Task description
Pick out every line below that contains the word "soil", and copy each of those lines.

Extracted material
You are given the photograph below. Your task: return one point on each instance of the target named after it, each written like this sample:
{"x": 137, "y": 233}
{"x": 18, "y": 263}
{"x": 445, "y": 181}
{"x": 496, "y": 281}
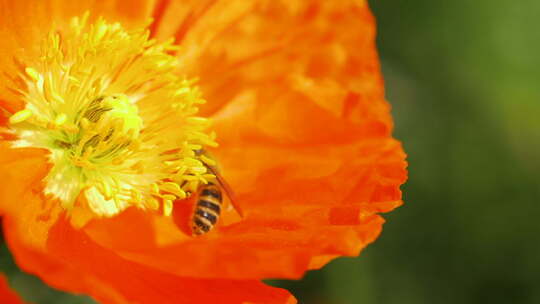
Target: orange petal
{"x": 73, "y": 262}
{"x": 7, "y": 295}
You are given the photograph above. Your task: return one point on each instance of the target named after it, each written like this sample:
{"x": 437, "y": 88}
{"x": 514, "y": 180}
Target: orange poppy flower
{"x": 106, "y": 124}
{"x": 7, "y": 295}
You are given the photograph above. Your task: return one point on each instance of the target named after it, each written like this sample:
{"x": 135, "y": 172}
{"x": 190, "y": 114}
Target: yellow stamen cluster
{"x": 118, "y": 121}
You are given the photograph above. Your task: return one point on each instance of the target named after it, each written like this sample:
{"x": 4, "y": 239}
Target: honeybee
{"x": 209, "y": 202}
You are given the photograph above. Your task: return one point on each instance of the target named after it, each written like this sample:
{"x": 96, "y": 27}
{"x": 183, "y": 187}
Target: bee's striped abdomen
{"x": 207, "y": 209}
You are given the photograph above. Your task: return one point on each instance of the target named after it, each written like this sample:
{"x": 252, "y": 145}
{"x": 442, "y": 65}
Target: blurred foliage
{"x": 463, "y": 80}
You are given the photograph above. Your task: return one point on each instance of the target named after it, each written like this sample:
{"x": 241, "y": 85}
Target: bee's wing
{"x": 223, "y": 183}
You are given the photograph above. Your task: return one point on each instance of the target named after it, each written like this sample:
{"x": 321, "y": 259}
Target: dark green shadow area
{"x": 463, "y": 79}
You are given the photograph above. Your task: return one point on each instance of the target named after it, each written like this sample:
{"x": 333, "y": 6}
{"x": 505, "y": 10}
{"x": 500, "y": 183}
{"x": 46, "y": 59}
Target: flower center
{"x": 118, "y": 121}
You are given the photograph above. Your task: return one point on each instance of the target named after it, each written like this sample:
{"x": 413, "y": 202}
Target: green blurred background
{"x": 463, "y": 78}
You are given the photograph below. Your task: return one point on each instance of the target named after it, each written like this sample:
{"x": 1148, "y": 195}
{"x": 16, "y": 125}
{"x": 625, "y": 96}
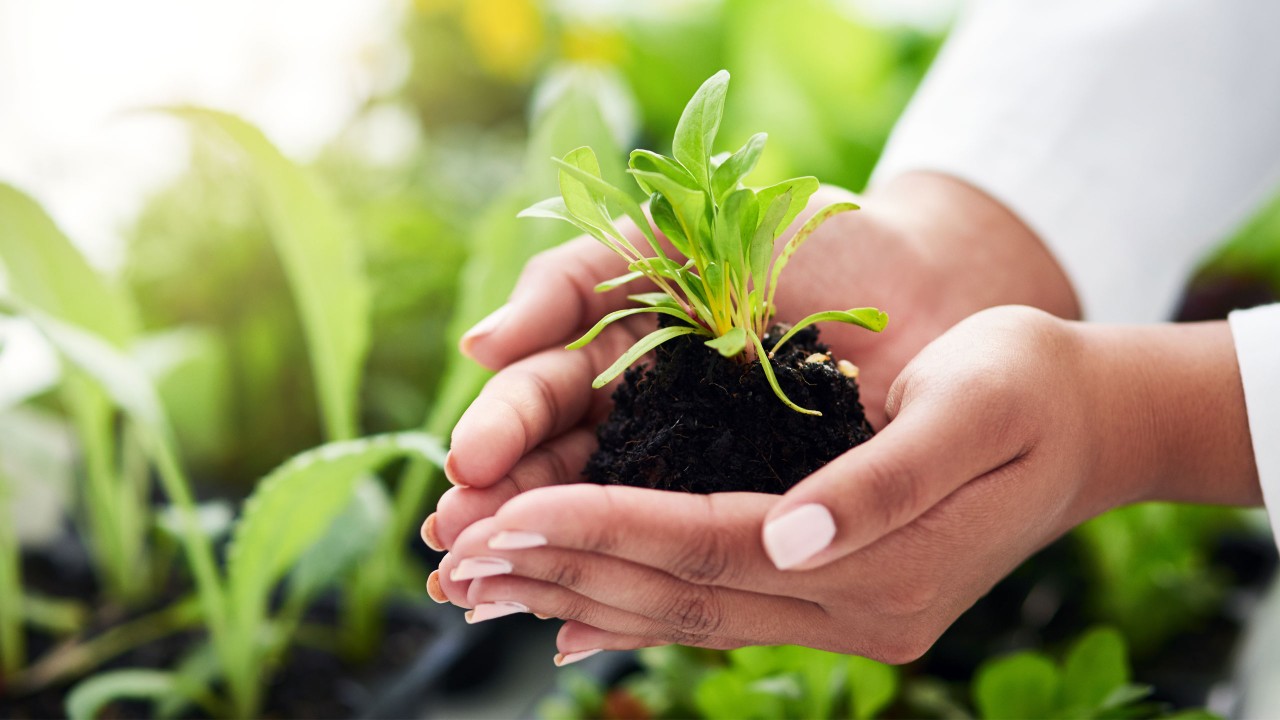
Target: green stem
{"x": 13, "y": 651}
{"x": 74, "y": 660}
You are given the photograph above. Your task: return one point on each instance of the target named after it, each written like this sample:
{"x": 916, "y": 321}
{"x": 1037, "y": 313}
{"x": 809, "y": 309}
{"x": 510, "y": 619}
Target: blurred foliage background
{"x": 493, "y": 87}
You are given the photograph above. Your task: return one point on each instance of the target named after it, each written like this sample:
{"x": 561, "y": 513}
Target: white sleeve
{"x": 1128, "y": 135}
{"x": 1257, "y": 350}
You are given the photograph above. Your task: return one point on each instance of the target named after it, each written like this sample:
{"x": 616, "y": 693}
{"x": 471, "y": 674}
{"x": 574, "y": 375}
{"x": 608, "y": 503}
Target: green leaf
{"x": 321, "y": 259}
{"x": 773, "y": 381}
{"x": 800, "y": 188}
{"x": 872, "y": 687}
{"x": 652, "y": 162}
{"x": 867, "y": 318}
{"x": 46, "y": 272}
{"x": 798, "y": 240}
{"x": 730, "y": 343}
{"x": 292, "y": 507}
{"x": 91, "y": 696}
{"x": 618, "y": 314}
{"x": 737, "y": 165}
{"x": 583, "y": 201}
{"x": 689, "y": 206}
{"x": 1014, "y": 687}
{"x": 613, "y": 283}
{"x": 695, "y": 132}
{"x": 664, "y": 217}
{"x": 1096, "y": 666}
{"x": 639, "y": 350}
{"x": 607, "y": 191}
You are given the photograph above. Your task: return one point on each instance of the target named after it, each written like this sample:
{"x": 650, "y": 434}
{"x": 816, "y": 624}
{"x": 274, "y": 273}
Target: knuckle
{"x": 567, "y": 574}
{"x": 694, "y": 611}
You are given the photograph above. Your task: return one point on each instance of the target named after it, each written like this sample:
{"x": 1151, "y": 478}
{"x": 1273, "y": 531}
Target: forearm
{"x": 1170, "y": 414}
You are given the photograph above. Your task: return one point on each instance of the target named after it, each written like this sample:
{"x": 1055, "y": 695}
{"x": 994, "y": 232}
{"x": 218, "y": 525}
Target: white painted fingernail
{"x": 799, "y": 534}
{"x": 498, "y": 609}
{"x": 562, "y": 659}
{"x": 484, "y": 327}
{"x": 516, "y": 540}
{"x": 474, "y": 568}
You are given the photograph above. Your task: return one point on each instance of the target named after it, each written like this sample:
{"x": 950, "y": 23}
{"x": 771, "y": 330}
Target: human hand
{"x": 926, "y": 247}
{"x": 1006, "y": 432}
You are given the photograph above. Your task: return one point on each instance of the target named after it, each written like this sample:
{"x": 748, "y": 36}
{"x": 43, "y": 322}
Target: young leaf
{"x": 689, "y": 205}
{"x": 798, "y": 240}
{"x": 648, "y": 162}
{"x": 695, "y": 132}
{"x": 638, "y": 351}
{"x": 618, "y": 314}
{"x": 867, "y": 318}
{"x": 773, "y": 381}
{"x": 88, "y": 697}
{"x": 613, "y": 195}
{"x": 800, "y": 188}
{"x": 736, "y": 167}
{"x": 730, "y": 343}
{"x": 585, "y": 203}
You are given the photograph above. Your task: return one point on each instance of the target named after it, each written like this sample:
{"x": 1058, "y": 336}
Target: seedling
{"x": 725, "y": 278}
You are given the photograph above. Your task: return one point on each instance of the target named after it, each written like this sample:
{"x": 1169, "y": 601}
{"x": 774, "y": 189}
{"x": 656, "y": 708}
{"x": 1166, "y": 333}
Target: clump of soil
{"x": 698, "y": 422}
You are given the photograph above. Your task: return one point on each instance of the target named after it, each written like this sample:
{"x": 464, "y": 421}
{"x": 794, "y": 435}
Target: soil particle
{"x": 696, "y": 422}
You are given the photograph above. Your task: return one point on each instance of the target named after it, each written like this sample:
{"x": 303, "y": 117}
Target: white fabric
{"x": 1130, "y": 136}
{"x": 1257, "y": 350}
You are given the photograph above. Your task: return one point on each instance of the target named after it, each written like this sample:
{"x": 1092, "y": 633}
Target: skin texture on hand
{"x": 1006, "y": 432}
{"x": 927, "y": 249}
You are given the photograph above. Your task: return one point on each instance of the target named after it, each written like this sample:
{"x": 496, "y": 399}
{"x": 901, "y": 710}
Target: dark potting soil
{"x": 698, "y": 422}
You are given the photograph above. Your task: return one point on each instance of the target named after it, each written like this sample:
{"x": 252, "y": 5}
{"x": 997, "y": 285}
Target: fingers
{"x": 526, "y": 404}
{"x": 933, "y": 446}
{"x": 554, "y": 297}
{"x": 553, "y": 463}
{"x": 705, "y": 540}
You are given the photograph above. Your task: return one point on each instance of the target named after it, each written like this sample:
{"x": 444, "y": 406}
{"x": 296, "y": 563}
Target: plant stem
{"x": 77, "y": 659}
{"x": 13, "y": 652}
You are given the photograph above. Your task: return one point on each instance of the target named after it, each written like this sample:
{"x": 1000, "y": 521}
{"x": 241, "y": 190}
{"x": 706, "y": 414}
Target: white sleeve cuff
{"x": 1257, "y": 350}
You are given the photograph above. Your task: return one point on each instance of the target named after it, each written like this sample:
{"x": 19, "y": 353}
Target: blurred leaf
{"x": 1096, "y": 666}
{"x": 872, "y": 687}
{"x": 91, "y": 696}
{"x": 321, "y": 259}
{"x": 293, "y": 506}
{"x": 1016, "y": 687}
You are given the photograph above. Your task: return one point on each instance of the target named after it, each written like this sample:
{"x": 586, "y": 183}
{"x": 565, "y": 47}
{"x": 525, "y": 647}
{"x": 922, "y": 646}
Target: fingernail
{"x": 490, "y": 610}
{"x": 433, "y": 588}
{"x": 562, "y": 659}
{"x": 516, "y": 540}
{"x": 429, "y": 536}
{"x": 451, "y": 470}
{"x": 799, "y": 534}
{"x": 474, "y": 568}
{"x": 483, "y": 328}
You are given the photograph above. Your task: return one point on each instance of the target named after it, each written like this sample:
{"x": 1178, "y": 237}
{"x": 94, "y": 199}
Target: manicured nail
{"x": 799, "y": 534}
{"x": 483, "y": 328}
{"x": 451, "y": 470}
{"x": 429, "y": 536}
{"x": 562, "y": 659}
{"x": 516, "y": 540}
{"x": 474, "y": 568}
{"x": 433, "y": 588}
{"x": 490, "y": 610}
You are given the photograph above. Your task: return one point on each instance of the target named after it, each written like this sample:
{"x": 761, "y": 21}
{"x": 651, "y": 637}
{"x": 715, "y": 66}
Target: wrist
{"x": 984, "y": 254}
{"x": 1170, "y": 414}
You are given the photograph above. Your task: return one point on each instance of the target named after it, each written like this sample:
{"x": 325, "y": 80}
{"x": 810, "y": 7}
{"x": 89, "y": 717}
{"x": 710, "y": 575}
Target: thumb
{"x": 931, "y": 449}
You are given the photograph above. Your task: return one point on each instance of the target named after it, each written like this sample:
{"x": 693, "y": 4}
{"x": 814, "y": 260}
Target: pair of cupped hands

Task solution
Target: clump of soil
Target: soil particle
Target: dark potting soil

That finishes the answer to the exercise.